• Exercise requirements: Print the listing below a second time, exactly, and omit its images.

• Provided data:
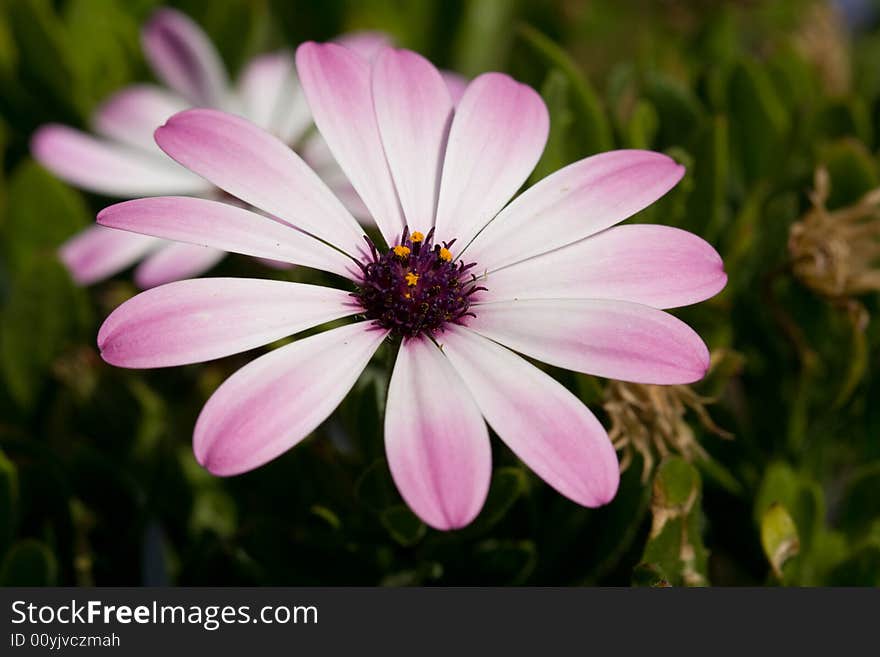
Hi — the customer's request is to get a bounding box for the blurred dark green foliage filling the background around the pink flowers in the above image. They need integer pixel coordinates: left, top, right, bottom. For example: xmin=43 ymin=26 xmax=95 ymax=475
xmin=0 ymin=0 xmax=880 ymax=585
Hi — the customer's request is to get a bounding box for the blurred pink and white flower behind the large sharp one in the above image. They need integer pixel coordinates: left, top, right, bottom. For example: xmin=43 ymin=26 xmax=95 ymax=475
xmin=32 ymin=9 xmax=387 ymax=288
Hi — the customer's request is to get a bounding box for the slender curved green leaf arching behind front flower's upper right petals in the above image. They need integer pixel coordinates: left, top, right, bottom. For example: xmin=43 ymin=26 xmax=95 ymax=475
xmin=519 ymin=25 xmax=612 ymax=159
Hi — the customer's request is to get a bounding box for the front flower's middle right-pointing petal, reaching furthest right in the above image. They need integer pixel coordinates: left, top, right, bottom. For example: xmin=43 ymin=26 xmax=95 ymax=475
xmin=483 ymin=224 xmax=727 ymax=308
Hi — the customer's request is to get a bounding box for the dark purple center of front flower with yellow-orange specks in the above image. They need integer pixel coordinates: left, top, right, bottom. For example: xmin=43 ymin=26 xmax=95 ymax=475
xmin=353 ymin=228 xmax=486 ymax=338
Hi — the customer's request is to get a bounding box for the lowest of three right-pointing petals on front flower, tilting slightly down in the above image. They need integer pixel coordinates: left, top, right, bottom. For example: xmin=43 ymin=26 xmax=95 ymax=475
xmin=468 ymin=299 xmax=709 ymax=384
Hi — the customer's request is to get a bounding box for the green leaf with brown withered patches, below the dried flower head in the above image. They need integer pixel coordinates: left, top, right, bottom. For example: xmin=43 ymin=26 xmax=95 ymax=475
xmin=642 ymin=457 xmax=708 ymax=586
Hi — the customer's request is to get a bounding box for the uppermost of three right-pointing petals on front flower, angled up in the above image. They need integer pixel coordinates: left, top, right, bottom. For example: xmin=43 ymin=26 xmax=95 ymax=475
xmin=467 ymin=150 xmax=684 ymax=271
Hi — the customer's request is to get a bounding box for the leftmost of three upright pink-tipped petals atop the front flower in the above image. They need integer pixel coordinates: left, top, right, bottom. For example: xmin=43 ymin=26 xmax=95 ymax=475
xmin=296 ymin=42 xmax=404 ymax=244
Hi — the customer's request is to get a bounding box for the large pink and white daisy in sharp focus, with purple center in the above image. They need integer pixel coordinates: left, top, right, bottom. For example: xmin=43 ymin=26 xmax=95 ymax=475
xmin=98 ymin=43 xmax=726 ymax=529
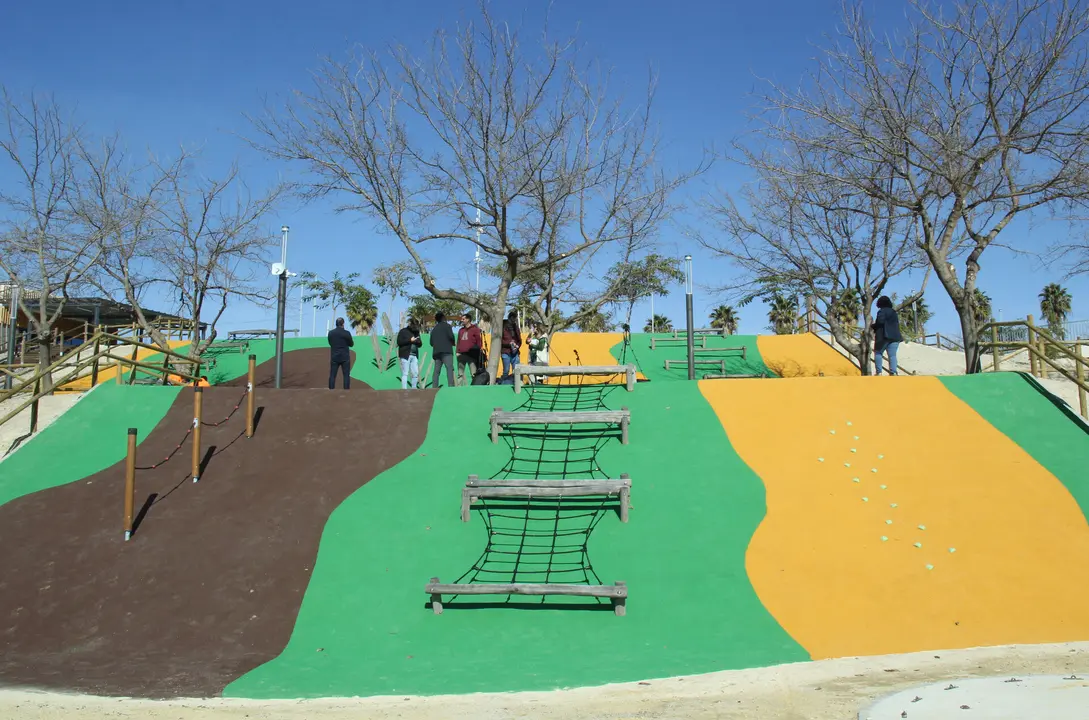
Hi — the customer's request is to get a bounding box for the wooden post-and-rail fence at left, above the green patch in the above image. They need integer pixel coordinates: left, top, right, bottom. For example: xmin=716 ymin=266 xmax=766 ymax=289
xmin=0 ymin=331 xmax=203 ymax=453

• Exercise result:
Hi — the customer's request is to get a bounding box for the blurred dark green foliage filling the background around the pink flowers in the above image. They need integer pixel coordinates: left, top, right, bottom. For example: xmin=43 ymin=26 xmax=95 ymax=475
xmin=0 ymin=0 xmax=880 ymax=585
Hi — the customer's request is to get a bounding box for the blurred pink and white flower behind the large sharp one in the above image. They need integer pixel coordinates: left, top, right, bottom. For example: xmin=43 ymin=26 xmax=95 ymax=475
xmin=32 ymin=9 xmax=387 ymax=288
Hi — the customer's request is to get a bounding box for the slender curved green leaf arching behind front flower's upper right petals in the above image. They need integer pixel coordinates: left, top, right, bottom. For example: xmin=43 ymin=26 xmax=95 ymax=475
xmin=519 ymin=25 xmax=612 ymax=159
Hi — the customer's request is to get a bounding box for the front flower's middle right-pointing petal, reaching furthest right in the above image. They need integer pixel coordinates: left, top, right, bottom. For example: xmin=43 ymin=26 xmax=95 ymax=475
xmin=483 ymin=224 xmax=727 ymax=308
Hi — the customer's request is to get a bounding box for the dark purple center of front flower with yellow-orange specks in the above image. They need integer pixel coordinates: left, top, right, bottom. For example: xmin=43 ymin=26 xmax=95 ymax=475
xmin=353 ymin=228 xmax=486 ymax=338
Hi — the customer's request is to get a bounding box for the lowest of three right-pointing petals on front flower, tilting slightly down in the above image. They need integer pixel coordinates: left, top, right, bottom. For example: xmin=43 ymin=26 xmax=95 ymax=475
xmin=468 ymin=299 xmax=709 ymax=384
Hi — the customer's request is to get a bounding box for the green leaf with brown withered patches, below the dried flower head in the above image. They need integer pixel coordinates: left, top, right, bottom. For example: xmin=43 ymin=26 xmax=95 ymax=475
xmin=642 ymin=457 xmax=708 ymax=586
Hi — the customer's request is to get a bounding box for the uppermost of three right-pointing petals on front flower, angled up in the above image. They need integer pixel coordinates: left, top, right, bottom. For example: xmin=43 ymin=26 xmax=95 ymax=475
xmin=467 ymin=150 xmax=684 ymax=271
Hi — the customer's request is to get a bounding box for the leftmost of three upright pink-tipped petals atop the front flower in the above image. They need integer pixel coordinates: left, top, right, bottom. For example: xmin=43 ymin=26 xmax=95 ymax=475
xmin=296 ymin=42 xmax=404 ymax=244
Hi — the customer's request is to get a bounding box for the large pink and white daisy in sharp focus, with purple center in the above image. They need integer pixel coordinates: left, top, right, bottom. For example: xmin=43 ymin=26 xmax=95 ymax=475
xmin=98 ymin=43 xmax=726 ymax=529
Hi — the customer's request is to get a bounding box for the wooden post-and-rail fence at left, above the green patch in the above image. They need integer pixel coordinates: left, top, right, bottom. For example: xmin=716 ymin=266 xmax=766 ymax=289
xmin=0 ymin=331 xmax=203 ymax=453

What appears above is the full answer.